Fires furnished excitement all too often in the village. Since 1862 when the first fire swept this corner, another three story wooden block faced High- land Street occupied by the store of Plummer Fox and his several partners. On Main Street was the store of John Tufts. Again, in 1895, fire destroyed the buildings around this corner.


Undiscouraged, Mr. Fox erected a three story brick block along Main Street with space for several stores and halls and offices above. Mr. Tufts constructed a wooden building for his drug store and the Gill Fletcher glove shop on the lower floor along Highland Street, and apartments above.


The Plymouth Record stated that the fire department purchased a hook and ladder truck in 1893, then trained a special force to man it. For a fire alarm, the town paid an annual fee to the Methodist church to sound the calls with its bell. At the next door the fire company was stationed in the same building that is now in 1963, the printing office of the Plymouth Record.


A most troublesome fire partially destroyed the wooden railroad bridge across the Pemigewasset River to the south of the village. Trains were sent over the White River Line until piles were driven to reinforce the bridge.
§ §
◆ **Exercise task A**
In the text on village fires, what did the fire department purchase in 1893?
◆ **Exercise task B**
List every year that appears in the text on village fires.
§ §
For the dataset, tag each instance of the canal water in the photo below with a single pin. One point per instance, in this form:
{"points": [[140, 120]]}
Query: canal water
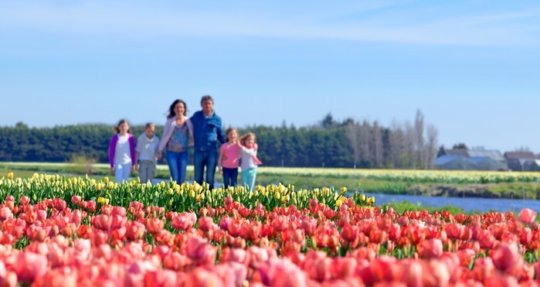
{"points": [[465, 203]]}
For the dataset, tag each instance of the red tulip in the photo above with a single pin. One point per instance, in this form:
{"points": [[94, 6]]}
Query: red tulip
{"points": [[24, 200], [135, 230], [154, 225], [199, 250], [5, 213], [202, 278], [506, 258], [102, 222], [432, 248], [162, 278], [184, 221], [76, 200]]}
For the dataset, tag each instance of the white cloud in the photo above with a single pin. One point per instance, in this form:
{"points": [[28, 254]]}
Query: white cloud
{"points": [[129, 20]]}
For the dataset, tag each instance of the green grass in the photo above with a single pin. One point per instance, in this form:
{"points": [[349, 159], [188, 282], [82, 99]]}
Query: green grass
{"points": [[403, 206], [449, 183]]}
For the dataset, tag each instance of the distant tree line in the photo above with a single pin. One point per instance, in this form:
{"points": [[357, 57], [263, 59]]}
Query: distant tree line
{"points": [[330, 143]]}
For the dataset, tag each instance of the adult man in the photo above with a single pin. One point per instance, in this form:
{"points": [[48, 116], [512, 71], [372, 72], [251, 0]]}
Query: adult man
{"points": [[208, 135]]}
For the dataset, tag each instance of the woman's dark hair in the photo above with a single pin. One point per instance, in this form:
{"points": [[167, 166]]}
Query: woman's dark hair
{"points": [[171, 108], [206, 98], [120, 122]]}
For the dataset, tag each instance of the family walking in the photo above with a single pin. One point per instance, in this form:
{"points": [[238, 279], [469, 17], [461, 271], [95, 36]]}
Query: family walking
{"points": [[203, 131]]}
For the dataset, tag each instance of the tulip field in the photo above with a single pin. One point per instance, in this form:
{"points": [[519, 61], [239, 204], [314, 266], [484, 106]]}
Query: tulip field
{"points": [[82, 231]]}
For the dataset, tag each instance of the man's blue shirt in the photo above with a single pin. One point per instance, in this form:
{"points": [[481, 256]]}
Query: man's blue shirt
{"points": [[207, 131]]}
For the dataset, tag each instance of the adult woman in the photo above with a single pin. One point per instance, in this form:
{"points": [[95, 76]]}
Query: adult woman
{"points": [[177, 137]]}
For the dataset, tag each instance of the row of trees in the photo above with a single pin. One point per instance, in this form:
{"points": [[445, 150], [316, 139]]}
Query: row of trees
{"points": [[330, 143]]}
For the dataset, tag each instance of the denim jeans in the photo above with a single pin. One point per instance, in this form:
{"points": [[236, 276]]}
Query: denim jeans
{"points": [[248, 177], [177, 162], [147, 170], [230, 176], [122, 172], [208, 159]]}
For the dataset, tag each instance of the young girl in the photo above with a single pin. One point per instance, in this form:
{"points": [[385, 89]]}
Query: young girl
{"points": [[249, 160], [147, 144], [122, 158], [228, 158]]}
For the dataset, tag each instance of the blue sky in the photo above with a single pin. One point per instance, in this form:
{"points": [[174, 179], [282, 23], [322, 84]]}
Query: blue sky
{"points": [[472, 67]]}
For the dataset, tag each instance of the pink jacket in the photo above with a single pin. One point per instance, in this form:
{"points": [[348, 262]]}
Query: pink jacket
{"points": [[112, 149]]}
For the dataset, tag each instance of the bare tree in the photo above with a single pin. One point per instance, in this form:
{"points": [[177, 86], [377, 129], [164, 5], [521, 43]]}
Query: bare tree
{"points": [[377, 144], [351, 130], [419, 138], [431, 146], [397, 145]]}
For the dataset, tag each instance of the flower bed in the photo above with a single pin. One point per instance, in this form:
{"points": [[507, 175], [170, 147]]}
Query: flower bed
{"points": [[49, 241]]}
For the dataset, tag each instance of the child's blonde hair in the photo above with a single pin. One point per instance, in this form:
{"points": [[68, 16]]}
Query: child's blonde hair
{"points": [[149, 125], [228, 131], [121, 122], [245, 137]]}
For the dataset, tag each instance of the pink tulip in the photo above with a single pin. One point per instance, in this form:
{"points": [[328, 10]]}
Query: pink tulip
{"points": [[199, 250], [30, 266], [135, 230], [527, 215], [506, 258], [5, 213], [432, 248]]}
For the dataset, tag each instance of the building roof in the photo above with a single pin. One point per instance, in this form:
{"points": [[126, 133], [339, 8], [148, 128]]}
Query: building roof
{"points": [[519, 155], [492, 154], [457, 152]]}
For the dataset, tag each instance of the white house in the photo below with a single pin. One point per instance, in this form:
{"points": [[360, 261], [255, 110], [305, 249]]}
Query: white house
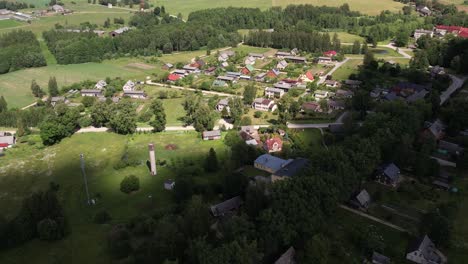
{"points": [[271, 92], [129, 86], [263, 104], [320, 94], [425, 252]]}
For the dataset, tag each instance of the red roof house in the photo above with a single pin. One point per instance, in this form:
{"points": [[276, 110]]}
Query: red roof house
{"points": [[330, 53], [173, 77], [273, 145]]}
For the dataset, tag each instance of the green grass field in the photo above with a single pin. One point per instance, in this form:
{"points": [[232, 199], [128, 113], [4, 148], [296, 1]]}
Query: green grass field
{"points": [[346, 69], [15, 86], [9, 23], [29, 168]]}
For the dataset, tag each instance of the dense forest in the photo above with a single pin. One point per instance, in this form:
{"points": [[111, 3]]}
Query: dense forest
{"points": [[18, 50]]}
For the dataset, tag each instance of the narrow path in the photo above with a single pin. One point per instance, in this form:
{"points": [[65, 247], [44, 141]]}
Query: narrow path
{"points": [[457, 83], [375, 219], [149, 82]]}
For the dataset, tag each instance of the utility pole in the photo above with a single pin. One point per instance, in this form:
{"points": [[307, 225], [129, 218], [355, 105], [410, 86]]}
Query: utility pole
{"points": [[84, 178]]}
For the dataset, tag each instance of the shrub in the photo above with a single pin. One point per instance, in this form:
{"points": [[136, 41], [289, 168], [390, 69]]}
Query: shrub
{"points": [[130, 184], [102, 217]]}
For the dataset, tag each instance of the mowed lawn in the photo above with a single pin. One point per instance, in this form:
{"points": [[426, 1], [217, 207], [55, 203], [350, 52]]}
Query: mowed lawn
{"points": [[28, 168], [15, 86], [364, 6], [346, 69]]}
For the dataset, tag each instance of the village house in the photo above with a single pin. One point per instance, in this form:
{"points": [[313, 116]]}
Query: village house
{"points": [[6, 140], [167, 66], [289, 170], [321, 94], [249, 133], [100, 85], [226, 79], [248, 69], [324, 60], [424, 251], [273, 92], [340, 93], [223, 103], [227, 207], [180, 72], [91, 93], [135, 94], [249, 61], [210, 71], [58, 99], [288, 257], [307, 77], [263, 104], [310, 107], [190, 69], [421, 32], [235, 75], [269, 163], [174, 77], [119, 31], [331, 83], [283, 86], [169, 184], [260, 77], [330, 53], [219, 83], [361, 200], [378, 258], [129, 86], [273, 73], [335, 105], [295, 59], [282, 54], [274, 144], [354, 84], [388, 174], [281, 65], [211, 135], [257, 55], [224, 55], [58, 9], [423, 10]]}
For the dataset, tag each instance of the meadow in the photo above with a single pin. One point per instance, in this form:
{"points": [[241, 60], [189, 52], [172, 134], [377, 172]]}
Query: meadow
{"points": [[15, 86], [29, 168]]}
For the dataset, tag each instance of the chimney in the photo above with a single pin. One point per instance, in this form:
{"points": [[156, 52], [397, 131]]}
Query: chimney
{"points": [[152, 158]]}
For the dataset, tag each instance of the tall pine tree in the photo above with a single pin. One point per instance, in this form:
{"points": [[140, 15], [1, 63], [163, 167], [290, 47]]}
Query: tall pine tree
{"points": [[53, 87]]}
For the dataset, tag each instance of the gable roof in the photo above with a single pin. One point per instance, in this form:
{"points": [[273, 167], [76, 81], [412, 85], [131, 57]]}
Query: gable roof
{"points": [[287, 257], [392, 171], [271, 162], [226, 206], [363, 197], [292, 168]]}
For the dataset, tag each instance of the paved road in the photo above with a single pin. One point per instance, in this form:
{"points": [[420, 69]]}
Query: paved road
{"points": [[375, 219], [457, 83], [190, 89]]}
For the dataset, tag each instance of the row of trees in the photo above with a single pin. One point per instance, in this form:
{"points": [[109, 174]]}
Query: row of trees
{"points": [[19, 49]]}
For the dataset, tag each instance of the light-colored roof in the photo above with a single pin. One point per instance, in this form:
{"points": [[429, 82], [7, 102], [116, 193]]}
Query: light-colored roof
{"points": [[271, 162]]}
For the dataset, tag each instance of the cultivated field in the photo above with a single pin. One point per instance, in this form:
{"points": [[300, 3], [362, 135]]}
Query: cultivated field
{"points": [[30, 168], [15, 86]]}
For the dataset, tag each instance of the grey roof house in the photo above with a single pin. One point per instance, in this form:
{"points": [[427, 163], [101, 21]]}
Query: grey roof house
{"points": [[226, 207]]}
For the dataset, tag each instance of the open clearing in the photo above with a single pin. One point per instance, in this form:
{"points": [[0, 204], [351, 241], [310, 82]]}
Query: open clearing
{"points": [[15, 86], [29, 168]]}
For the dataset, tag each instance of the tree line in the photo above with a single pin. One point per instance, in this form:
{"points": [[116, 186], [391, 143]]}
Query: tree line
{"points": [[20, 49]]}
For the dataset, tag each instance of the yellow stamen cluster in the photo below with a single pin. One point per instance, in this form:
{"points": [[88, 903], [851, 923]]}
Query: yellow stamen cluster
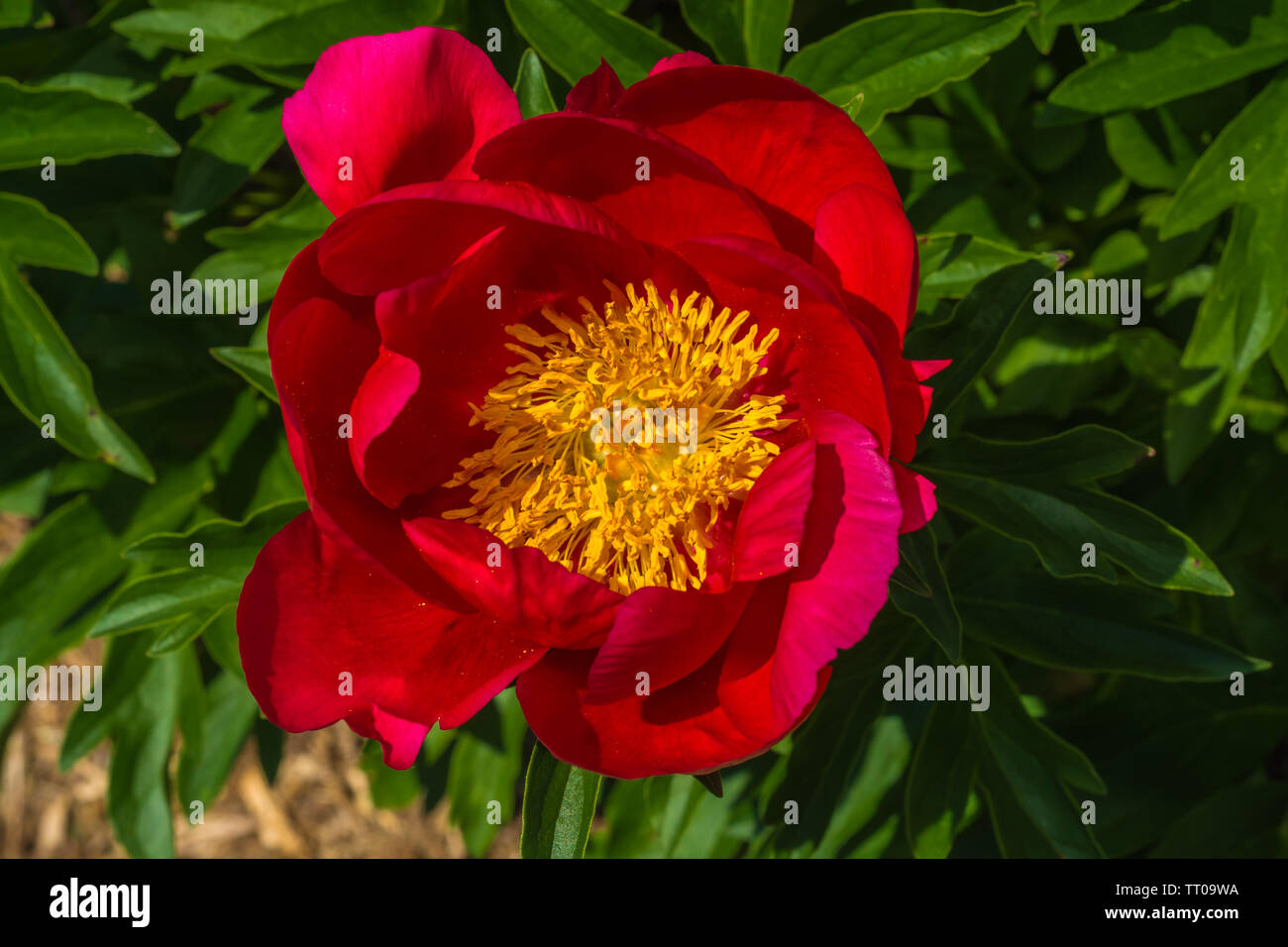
§ §
◆ **Full response A**
A hook and ladder truck.

◆ **Full response B**
1862, 1895, 1893, 1963